**What you have to do**
In the Bruges travel post, what did the Flemish masters use instead of egg yolk to make their paints?

Forward my mail to Bruges, Belgium

I want to live here.

Okay, okay, I know I've said that before but, honest to gosh, Bruges is the most beautiful city in the world!  Ordinary streets are so pretty -- and it's street after street of medieval beauty everywhere you turn.













But I can only move here if all of you move, too, so let me tell you more about Bruges so you'll start packing your bags. Today we had Belgian beer ...


Belgian chocolate ...


Belgian waffles ...


... and I bought some Belgian lace.


We started off the day with a visit to the Groeningmuseum (below).


Since I love Flemish art the best, this small museum had many delights, such as works by Jan Van Eyck (below).


We learned today that the incredible paint colors of the Flemish masters (which made them very popular in their own lifetimes) were possible because they used linseed oil instead of egg yolk to make their paints!  You swear you're looking at photographs sometime.  Look at these colors in the robe (below) from the painting above!


Here were some other favorites of mine today (below) ...





Can I tell you a secret? This has never happened to me before in a museum but today I saw this painting (below) and I started to cry. I was so moved by this couple in this painting called "The Evening of Life."  Look at those faces!

Dataset excerpt:
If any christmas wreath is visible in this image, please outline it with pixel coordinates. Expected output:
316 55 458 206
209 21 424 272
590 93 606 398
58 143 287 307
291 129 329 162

**The result**
Linseed oil.